**TEXT BLOCK**
** Start **

Joanne Jacobs linked today to a post about the top 15 web searches conducted by children. The results are as follows:

1. Games
2. Dogs
3. Animals
4. Civil War
5. George Washington
6. Holocaust
7. Abraham Lincoln
8. Multiplication
9. Math Games
10. Weather
11. Frogs
12. Fractions
13. Planets
14. Sharks
15. Plants

The results were tracked by Thinkronize, the developers behind netTrekker d.i., which is a safe educational search engine.

One need not be an AERAcrat to realize that a “safe educational search engine” presents only search interests in a relatively closed system.

I’m a bit bothered that dogs have trumped cats yet again - Pia is rightly miffed - but I’ll save that for another day.

What’s most interesting is what the general population searches for regarding “school” terms.

** End **

**SET EXERCISE**
Revise the part of the post on children's web searches that opens with the words containing "The results were" and closes with "relatively closed system.", changing "search engine" to "search tool" throughout. None of the material is needed to complete the work.

**RECORD SET**

** Start **

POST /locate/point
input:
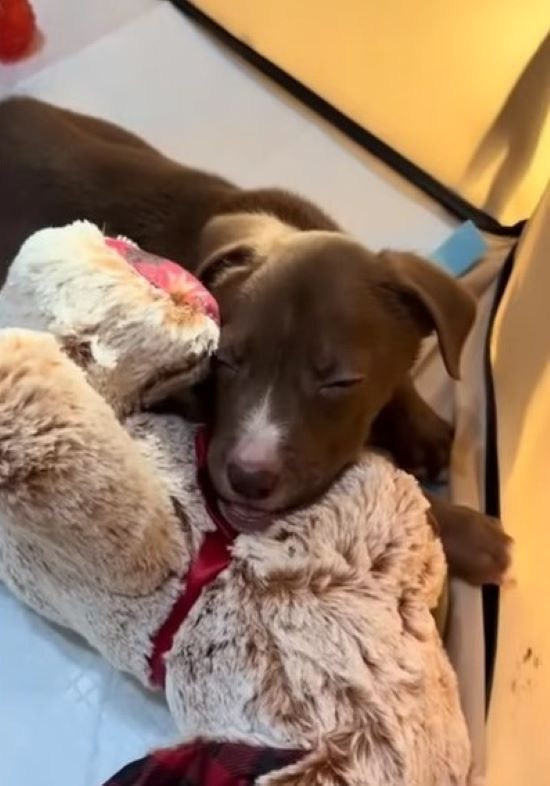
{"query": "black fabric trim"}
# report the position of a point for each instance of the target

** End **
** Start **

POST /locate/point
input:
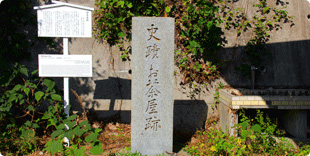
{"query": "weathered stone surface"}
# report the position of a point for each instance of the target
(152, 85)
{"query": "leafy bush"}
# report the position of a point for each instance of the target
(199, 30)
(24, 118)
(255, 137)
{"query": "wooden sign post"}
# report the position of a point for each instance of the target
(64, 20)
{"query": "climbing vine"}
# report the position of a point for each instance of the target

** End **

**EXERCISE SOLUTION**
The results were tracked by Thinkronize, the developers behind netTrekker d.i., which is a safe educational search tool.

One need not be an AERAcrat to realize that a “safe educational search tool” presents only search interests in a relatively closed system.